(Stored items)
*** Begin section ***

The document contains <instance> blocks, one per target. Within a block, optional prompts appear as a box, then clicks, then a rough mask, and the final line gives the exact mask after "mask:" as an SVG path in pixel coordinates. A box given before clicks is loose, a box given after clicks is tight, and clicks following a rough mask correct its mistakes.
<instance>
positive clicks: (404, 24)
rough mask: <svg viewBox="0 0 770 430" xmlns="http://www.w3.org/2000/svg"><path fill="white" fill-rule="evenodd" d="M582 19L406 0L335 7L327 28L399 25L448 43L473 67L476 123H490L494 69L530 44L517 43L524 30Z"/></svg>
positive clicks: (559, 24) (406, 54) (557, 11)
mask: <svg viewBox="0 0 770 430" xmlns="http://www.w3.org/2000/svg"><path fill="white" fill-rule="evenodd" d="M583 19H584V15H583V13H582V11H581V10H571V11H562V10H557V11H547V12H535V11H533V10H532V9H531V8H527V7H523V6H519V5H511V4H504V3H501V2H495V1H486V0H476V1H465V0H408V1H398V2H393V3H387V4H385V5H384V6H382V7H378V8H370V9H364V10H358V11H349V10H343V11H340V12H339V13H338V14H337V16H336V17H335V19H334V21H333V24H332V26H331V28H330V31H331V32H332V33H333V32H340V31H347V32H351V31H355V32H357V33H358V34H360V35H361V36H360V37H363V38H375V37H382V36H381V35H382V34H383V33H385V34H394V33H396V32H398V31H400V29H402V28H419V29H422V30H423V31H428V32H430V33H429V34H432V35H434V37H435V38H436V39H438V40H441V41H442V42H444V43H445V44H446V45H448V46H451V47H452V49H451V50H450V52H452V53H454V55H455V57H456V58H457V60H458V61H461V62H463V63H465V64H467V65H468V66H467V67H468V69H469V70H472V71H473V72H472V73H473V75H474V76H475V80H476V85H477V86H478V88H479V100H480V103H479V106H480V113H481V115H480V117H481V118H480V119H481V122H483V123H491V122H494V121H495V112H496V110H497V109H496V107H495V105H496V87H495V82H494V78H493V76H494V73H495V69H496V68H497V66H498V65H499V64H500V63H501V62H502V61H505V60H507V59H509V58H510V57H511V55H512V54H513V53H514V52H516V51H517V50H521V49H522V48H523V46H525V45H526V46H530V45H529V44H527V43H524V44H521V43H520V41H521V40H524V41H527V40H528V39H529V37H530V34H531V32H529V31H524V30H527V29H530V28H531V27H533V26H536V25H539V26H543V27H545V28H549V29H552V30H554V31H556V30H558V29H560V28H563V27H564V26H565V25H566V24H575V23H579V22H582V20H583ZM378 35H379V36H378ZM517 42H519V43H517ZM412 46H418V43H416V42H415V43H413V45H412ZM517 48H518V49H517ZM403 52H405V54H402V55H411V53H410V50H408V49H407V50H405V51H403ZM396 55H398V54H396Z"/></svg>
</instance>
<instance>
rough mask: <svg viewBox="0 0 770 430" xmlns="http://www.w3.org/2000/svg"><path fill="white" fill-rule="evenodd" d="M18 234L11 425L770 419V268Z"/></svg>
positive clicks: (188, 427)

*** End section ***

JOB ITEM
Give the lines of the records as a JSON list of strings, one string per line and no blank lines. Start at the first line and stop after the line containing "positive clicks: (404, 24)".

WRITTEN RESPONSE
[
  "The document contains <instance> blocks, one per target. Within a block, optional prompts appear as a box, then clicks, then a rough mask, and the final line gives the exact mask after \"mask:\" as an SVG path in pixel coordinates. A box given before clicks is loose, a box given after clicks is tight, and clicks following a rough mask correct its mistakes.",
  "<instance>",
  "positive clicks: (404, 24)"
]